Data shown =>
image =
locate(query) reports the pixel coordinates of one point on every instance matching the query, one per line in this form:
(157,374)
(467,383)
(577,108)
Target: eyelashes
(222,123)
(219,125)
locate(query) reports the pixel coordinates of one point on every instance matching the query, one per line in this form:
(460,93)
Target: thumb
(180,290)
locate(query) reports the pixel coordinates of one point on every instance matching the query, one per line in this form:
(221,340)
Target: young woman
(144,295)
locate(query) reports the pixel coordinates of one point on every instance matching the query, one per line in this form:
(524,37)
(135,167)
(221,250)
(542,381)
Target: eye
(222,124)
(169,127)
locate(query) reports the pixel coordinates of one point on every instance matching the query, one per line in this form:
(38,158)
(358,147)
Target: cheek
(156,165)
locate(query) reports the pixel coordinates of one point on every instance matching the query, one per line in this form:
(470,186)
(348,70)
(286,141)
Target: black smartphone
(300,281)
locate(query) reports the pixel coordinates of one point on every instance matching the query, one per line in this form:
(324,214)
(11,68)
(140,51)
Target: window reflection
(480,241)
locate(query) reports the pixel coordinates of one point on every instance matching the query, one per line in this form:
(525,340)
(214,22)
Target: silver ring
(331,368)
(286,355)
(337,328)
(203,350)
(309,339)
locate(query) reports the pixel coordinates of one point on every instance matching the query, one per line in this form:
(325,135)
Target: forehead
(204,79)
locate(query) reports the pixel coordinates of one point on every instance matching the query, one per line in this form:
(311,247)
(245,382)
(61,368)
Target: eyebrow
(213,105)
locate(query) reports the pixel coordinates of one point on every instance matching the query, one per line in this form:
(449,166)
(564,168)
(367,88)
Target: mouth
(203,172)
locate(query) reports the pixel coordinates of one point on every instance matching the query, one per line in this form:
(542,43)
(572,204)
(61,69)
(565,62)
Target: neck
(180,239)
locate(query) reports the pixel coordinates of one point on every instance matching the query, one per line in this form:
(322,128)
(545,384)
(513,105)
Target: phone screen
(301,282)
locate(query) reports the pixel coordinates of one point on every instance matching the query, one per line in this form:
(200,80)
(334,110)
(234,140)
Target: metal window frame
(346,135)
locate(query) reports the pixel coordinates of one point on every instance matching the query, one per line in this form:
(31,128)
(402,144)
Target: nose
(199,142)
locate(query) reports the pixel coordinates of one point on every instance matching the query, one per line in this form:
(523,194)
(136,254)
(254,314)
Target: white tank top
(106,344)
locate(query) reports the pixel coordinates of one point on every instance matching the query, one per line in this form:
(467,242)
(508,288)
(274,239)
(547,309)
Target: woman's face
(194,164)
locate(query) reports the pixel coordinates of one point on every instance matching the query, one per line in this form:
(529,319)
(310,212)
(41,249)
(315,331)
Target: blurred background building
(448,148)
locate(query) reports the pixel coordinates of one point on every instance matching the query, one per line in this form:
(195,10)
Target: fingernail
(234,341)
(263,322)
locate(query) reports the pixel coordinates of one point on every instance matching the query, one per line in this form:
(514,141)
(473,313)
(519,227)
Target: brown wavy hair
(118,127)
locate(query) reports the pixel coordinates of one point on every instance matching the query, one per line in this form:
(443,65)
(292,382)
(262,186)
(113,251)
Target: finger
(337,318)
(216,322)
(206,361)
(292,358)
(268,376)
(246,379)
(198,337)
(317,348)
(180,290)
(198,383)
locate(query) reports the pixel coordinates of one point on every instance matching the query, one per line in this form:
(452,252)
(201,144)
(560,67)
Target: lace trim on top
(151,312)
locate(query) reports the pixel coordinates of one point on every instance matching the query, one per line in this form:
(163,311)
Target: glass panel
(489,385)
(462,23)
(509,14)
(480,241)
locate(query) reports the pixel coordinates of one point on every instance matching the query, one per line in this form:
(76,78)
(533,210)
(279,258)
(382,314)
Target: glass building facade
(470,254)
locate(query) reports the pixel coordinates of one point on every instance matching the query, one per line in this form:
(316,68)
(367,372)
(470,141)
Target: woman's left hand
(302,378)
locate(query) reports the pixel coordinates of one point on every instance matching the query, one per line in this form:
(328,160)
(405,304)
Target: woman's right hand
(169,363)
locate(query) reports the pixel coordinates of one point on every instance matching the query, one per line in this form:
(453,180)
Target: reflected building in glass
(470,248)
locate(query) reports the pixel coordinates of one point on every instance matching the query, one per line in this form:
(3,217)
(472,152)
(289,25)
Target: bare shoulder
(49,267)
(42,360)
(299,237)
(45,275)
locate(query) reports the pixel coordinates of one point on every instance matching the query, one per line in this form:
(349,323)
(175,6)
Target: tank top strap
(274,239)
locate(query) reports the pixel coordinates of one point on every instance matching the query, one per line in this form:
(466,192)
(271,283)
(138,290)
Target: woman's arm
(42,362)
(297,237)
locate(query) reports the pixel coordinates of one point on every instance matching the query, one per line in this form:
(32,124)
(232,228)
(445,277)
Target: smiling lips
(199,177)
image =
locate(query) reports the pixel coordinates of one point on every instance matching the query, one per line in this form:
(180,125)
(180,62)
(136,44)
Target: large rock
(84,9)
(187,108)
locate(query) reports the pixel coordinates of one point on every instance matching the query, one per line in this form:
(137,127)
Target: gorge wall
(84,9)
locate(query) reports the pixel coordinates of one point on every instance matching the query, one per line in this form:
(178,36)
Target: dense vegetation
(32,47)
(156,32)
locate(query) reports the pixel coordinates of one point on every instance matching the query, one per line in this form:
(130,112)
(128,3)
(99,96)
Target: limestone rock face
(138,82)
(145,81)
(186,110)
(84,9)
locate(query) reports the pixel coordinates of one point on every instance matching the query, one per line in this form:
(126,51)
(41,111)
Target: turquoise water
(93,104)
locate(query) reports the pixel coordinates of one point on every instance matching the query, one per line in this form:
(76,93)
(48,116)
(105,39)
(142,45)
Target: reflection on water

Prompt => What is needed is a word-for-word copy of all the entries.

Exercise result =>
image =
locate(query) reports the pixel coordinates of one point on every instance matching the query, one per line in this form:
(157,374)
(467,383)
(577,108)
Target: eyelashes
(222,123)
(219,125)
locate(query) reports the pixel coordinates of one point on every instance matching the query, one per line in this form:
(460,93)
Target: thumb
(180,290)
locate(query) reports the pixel coordinates of one point on every instance matching the query, one per line in this form:
(221,340)
Target: young woman
(144,295)
locate(query) reports the pixel coordinates of one point on every instance matching the query, one per line in this form:
(524,37)
(135,167)
(221,250)
(542,381)
Target: eye
(222,124)
(169,127)
locate(query) reports the pixel coordinates of one point on every instance matching the query, one per line in this form:
(38,158)
(358,147)
Target: cheek
(156,165)
locate(query) reports the pixel coordinates of one point on every instance matching the query, one per line in this form:
(470,186)
(348,70)
(286,141)
Target: black smartphone
(300,281)
locate(query) reports the pixel coordinates of one point on every instance matching the query, one per line in this form:
(324,214)
(11,68)
(140,51)
Target: window reflection
(480,241)
locate(query) reports the pixel coordinates of one point on every instance matching the query, one per line in this form:
(525,340)
(214,22)
Target: silver ring
(331,368)
(286,355)
(337,328)
(203,350)
(309,339)
locate(query) reports the pixel coordinates of one point on every instance matching the query, one per line in this form:
(325,135)
Target: forehead
(204,79)
locate(query) reports the pixel coordinates of one point on every instance matching the query, one per line in this form:
(311,247)
(245,382)
(61,368)
Target: eyebrow
(213,105)
locate(query) reports the pixel coordinates of one point on every instance matching the query, one per line in this form:
(449,166)
(564,168)
(367,88)
Target: mouth
(203,172)
locate(query) reports the pixel coordinates of one point on every instance matching the query, one per line in this form:
(542,43)
(572,204)
(61,69)
(565,62)
Target: neck
(180,239)
locate(query) reports the pixel coordinates of one point on every instance matching the query, one per line in this form:
(322,128)
(545,384)
(513,105)
Target: phone screen
(301,282)
locate(query) reports the pixel coordinates of one point on every instance matching the query, one per line in this form:
(200,80)
(334,110)
(234,140)
Target: metal window frame
(346,135)
locate(query) reports the pixel coordinates of one point on every instance matching the query, one per line in this form:
(31,128)
(402,144)
Target: nose
(199,142)
locate(query) reports the pixel coordinates of one point on every instance matching the query, one per line in this form:
(523,194)
(136,254)
(254,314)
Target: white tank top
(106,344)
locate(query) reports the pixel coordinates of one point on every instance matching the query, one per line in this form:
(467,242)
(508,288)
(274,239)
(547,309)
Target: woman's face
(194,164)
locate(query) reports the pixel coordinates of one point on every instance matching the query, one per line in this form:
(529,319)
(310,212)
(41,249)
(315,331)
Target: blurred background building
(448,148)
locate(query) reports the pixel coordinates of one point on every instance matching the query, one per line in this form:
(195,10)
Target: fingernail
(234,341)
(263,322)
locate(query) reports the pixel coordinates of one point on every instance matching the query, one per line in this form:
(514,141)
(473,313)
(519,227)
Target: brown wavy hair
(118,127)
locate(query) reports the pixel coordinates of one point on every instance matching the query, one per line in this form:
(443,65)
(292,382)
(262,186)
(113,251)
Target: finger
(337,318)
(216,322)
(206,361)
(292,358)
(268,376)
(246,379)
(198,337)
(317,348)
(180,290)
(198,383)
locate(query) reports the pixel coordinates of one point on every instance matching the query, one per line in this form:
(452,252)
(201,144)
(560,67)
Target: lace trim on top
(151,312)
locate(query) reports the pixel coordinates of one point on every instance matching the query, one per line in this form:
(163,311)
Target: glass panel
(489,385)
(462,23)
(509,14)
(480,241)
locate(query) reports the pixel coordinates of one point on every instance matching the query, one per line in this form:
(76,78)
(533,210)
(279,258)
(382,314)
Target: glass building facade
(470,254)
locate(query) reports the pixel coordinates of one point on every instance matching the query, one per line in this form:
(316,68)
(367,372)
(470,141)
Target: woman's left hand
(302,378)
locate(query) reports the pixel coordinates of one point on every instance matching the query, one per line in this form:
(328,160)
(405,304)
Target: woman's right hand
(169,363)
locate(query) reports the pixel coordinates of one point on every instance matching the query, one per line in this form:
(453,180)
Target: reflected building in glass
(470,248)
locate(query) reports the pixel coordinates of one point on every instance matching the query, one per line in this form:
(3,217)
(472,152)
(289,25)
Target: bare shoulder
(49,267)
(42,360)
(299,237)
(45,275)
locate(query) reports the pixel coordinates of one point on every instance matching the query, one per line in this form:
(349,323)
(175,6)
Target: tank top strap
(274,239)
locate(query) reports the pixel coordinates of one point on every instance matching the query, one per line in this form:
(466,192)
(271,283)
(138,290)
Target: woman's arm
(42,362)
(297,237)
locate(query) reports the pixel coordinates of one point on every instance matching the query, one per line in this form:
(32,124)
(232,228)
(445,277)
Target: smiling lips
(199,177)
image =
locate(query) reports the pixel coordinates of one point on every instance matching the query, one per line in this form:
(180,125)
(180,62)
(136,44)
Target: large rock
(84,9)
(187,108)
locate(query) reports the pixel coordinates of one point on every instance matching the query, one per line in this form:
(137,127)
Target: gorge wall
(84,9)
locate(query) reports the pixel coordinates of one point on every instance matching the query, one per line in this form:
(178,36)
Target: dense vegetation
(32,47)
(156,32)
locate(query) reports the pixel coordinates of one point on every instance matching the query, one per line in this form:
(130,112)
(128,3)
(99,96)
Target: limestone rock face
(138,82)
(145,81)
(186,110)
(84,9)
locate(query) reports the pixel coordinates of one point on every instance matching the query, one per line in this form:
(126,51)
(41,111)
Target: turquoise water
(93,104)
locate(query) reports the pixel coordinates of one point on every instance matching the query, one per line in this form:
(76,93)
(48,116)
(105,39)
(142,45)
Target: reflection on water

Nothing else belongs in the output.